EXERCISE DATA below:

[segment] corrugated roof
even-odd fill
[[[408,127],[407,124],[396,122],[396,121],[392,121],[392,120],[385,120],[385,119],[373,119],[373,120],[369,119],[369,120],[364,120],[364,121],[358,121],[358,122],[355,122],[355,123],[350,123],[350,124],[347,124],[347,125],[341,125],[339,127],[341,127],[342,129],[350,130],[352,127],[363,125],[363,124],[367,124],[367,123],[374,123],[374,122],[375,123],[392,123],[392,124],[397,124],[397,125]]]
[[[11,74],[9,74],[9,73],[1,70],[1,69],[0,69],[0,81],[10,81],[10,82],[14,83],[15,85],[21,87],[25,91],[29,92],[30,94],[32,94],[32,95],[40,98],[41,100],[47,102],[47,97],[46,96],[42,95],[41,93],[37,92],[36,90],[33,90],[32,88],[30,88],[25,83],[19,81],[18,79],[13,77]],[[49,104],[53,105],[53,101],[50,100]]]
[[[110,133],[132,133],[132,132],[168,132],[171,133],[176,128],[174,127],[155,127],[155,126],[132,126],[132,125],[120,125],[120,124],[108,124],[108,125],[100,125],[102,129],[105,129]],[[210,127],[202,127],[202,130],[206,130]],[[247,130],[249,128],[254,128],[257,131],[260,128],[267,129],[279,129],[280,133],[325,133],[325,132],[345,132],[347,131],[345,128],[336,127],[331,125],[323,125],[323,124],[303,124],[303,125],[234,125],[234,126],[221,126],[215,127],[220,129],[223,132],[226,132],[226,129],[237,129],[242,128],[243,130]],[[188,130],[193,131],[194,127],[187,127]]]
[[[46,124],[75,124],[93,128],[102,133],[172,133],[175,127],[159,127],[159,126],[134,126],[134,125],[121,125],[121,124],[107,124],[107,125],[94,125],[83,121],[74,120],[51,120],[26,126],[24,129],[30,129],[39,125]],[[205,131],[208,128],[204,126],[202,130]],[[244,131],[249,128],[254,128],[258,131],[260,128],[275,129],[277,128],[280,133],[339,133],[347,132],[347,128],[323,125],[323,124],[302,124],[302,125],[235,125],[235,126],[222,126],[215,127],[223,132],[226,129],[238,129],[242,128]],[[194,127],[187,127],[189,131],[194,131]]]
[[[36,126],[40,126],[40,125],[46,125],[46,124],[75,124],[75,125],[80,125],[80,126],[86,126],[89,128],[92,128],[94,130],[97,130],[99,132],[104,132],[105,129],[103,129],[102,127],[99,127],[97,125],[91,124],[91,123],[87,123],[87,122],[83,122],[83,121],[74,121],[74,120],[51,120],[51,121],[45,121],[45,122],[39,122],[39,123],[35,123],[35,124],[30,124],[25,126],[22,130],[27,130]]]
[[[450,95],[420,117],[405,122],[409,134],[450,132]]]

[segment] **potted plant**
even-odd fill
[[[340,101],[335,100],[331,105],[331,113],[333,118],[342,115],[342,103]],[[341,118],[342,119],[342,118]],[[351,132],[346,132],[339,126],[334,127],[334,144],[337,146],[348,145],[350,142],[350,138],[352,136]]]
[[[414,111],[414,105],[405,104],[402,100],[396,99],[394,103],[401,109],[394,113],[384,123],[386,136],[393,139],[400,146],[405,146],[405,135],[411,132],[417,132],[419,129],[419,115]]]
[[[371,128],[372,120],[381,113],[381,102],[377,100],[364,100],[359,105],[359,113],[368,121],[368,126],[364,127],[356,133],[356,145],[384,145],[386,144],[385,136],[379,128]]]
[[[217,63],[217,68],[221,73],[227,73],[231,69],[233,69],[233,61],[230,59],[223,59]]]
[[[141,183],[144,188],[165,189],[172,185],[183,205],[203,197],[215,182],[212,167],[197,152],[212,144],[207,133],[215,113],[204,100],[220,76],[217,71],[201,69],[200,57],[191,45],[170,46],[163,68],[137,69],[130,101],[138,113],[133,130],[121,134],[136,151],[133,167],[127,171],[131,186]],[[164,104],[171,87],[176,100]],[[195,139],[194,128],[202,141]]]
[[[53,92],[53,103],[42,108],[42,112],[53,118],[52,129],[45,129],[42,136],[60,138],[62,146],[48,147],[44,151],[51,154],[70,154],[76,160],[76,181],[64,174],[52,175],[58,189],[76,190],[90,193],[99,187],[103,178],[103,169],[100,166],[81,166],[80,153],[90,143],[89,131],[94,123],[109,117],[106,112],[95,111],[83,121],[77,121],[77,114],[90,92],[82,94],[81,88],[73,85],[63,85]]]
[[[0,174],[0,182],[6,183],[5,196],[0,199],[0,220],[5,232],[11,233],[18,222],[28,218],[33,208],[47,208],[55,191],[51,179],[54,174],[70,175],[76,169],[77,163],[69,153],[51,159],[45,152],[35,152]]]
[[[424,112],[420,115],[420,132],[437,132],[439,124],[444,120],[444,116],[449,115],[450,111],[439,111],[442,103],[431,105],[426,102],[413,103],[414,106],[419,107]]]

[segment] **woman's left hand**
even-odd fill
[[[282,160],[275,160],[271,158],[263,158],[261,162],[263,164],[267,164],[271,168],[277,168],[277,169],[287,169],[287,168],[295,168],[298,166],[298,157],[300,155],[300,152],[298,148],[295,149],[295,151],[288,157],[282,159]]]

End of EXERCISE DATA.

### WHAT TO DO
Please retype, exactly as written, every line from the line containing "[segment] **potted plant**" through the last line of the records above, including both of those lines, and nothing else.

### RESPONSE BELOW
[segment] **potted plant**
even-odd fill
[[[340,101],[335,100],[331,105],[331,113],[333,118],[342,115],[342,103]],[[341,118],[342,119],[342,118]],[[351,132],[346,132],[339,126],[334,127],[334,144],[337,146],[348,145],[350,142],[350,138],[352,136]]]
[[[414,111],[414,105],[405,104],[402,100],[396,99],[394,103],[401,109],[394,113],[384,123],[386,136],[393,139],[400,146],[405,146],[405,135],[411,132],[417,132],[419,129],[419,115]]]
[[[371,128],[372,120],[381,113],[381,102],[377,100],[364,100],[359,105],[359,113],[368,121],[368,126],[364,127],[356,133],[356,145],[384,145],[386,144],[385,136],[379,128]]]
[[[217,63],[217,68],[221,73],[227,73],[231,69],[233,69],[233,61],[230,59],[223,59]]]
[[[141,183],[144,188],[165,189],[172,185],[183,205],[203,197],[215,182],[212,167],[197,152],[212,144],[207,133],[215,113],[204,100],[220,76],[217,71],[201,69],[200,57],[191,45],[170,46],[163,68],[137,69],[130,101],[138,113],[133,130],[121,134],[136,151],[133,167],[127,171],[131,186]],[[164,104],[171,87],[176,100]],[[195,139],[194,128],[202,141]]]
[[[53,92],[53,103],[42,108],[42,112],[53,118],[52,129],[45,129],[42,136],[60,138],[62,146],[48,147],[44,151],[51,154],[70,154],[76,160],[76,181],[64,174],[52,175],[58,189],[76,190],[90,193],[99,187],[103,178],[103,169],[100,166],[81,166],[80,153],[90,143],[89,131],[94,123],[109,117],[106,112],[95,111],[83,121],[77,121],[77,114],[90,92],[82,94],[81,88],[73,85],[63,85]]]
[[[0,174],[0,182],[6,183],[5,196],[0,199],[0,220],[5,232],[11,233],[18,222],[28,218],[33,208],[47,208],[55,191],[51,179],[54,174],[70,175],[76,169],[77,163],[69,153],[51,159],[45,152],[35,152]]]
[[[424,112],[420,115],[420,132],[437,132],[439,124],[444,120],[444,116],[449,115],[450,111],[439,111],[442,103],[431,105],[426,102],[413,103],[414,106],[419,107]]]

[segment] **woman's left hand**
even-odd fill
[[[282,160],[275,160],[271,158],[263,158],[261,162],[263,164],[267,164],[271,168],[277,168],[277,169],[287,169],[287,168],[295,168],[298,166],[298,157],[300,155],[300,152],[298,148],[295,149],[295,151],[288,157],[282,159]]]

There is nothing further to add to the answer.